▸ **GIVEN RECORDS**:
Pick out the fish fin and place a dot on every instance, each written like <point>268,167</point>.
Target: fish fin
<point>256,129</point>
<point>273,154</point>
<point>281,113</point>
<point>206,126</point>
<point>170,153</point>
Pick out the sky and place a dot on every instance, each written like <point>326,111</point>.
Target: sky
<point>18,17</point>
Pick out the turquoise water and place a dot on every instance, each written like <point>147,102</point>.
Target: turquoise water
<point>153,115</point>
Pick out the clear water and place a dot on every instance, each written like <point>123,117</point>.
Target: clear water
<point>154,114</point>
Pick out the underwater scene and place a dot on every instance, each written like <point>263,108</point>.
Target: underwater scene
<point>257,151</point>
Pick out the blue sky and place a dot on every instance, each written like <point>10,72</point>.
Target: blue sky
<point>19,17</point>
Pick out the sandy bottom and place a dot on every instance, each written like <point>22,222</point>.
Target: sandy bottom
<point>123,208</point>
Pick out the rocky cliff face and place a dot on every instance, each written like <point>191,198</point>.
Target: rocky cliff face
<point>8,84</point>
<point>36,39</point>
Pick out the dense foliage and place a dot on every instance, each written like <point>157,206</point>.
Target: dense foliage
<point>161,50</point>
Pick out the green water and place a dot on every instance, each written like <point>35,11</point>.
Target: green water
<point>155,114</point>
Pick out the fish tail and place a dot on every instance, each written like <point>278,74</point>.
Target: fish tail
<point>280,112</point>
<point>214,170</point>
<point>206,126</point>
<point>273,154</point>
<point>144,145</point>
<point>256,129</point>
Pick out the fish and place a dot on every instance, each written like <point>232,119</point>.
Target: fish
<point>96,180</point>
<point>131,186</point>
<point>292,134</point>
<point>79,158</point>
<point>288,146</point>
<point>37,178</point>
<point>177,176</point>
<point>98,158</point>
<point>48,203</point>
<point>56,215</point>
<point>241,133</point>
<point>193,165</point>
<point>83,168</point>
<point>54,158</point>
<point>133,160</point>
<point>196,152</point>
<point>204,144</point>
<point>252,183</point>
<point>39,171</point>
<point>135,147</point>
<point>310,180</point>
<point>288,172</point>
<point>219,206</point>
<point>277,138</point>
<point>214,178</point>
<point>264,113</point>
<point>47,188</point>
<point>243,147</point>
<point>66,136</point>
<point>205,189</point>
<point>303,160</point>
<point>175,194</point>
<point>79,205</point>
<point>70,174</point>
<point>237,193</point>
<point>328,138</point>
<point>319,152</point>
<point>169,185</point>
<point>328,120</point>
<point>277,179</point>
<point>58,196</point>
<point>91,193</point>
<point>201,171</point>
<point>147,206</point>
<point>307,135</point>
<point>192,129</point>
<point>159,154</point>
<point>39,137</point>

▸ **INSTRUCTIONS FOR THE TASK**: Rewrite every one of the rows above with each "Pick out" swapped for "Locate", keeping everything else identical.

▸ **RESULT FOR THIS TASK**:
Locate the fish fin and place a dot on every instance, each written like <point>268,167</point>.
Target: fish fin
<point>256,129</point>
<point>273,154</point>
<point>281,113</point>
<point>206,126</point>
<point>170,153</point>
Locate the sky and place a dot on every instance, each written like <point>326,111</point>.
Target: sky
<point>18,17</point>
Locate the turquoise water and place a dot on every instance, each written like <point>147,102</point>.
Target: turquoise water
<point>153,115</point>
Locate the clear water and place a dot on every instance, each written like <point>123,117</point>.
Target: clear water
<point>154,114</point>
Locate the underwater scene and place a dot on every instance, each written like <point>263,108</point>.
Target: underwater scene
<point>257,151</point>
Locate the blue sky and place a dot on every instance, each written like <point>10,72</point>.
Target: blue sky
<point>19,17</point>
Locate the sandy bottom and place a dot on every instance, each written like <point>22,222</point>.
Target: sandy bottom
<point>123,208</point>
Locate the rocky cliff face and place a dot on every instance, each written like <point>191,198</point>.
Target: rocky cliff face
<point>8,84</point>
<point>36,39</point>
Locate the dense foliage and place a dot on every instance, each written like <point>157,206</point>.
Target: dense foliage
<point>161,50</point>
Locate the green water and place a dot on every instance, each written like <point>35,11</point>.
Target: green water
<point>155,114</point>
Locate the fish tail and place a dot on every instance, each written like <point>278,74</point>.
Target: fish tail
<point>280,112</point>
<point>214,170</point>
<point>206,126</point>
<point>273,154</point>
<point>144,145</point>
<point>256,129</point>
Locate the fish and place a dot on every instance, each written like <point>232,119</point>.
Target: fish
<point>96,180</point>
<point>131,186</point>
<point>292,134</point>
<point>79,158</point>
<point>288,146</point>
<point>37,178</point>
<point>177,176</point>
<point>98,158</point>
<point>48,203</point>
<point>56,215</point>
<point>241,133</point>
<point>193,165</point>
<point>83,168</point>
<point>54,158</point>
<point>133,160</point>
<point>196,152</point>
<point>204,144</point>
<point>252,183</point>
<point>39,171</point>
<point>135,147</point>
<point>310,180</point>
<point>288,172</point>
<point>219,206</point>
<point>277,138</point>
<point>214,178</point>
<point>264,113</point>
<point>47,188</point>
<point>243,147</point>
<point>66,136</point>
<point>205,189</point>
<point>303,160</point>
<point>175,194</point>
<point>79,205</point>
<point>70,174</point>
<point>237,193</point>
<point>328,138</point>
<point>319,152</point>
<point>169,185</point>
<point>328,120</point>
<point>277,179</point>
<point>58,196</point>
<point>91,193</point>
<point>201,171</point>
<point>147,206</point>
<point>307,135</point>
<point>192,129</point>
<point>159,154</point>
<point>39,137</point>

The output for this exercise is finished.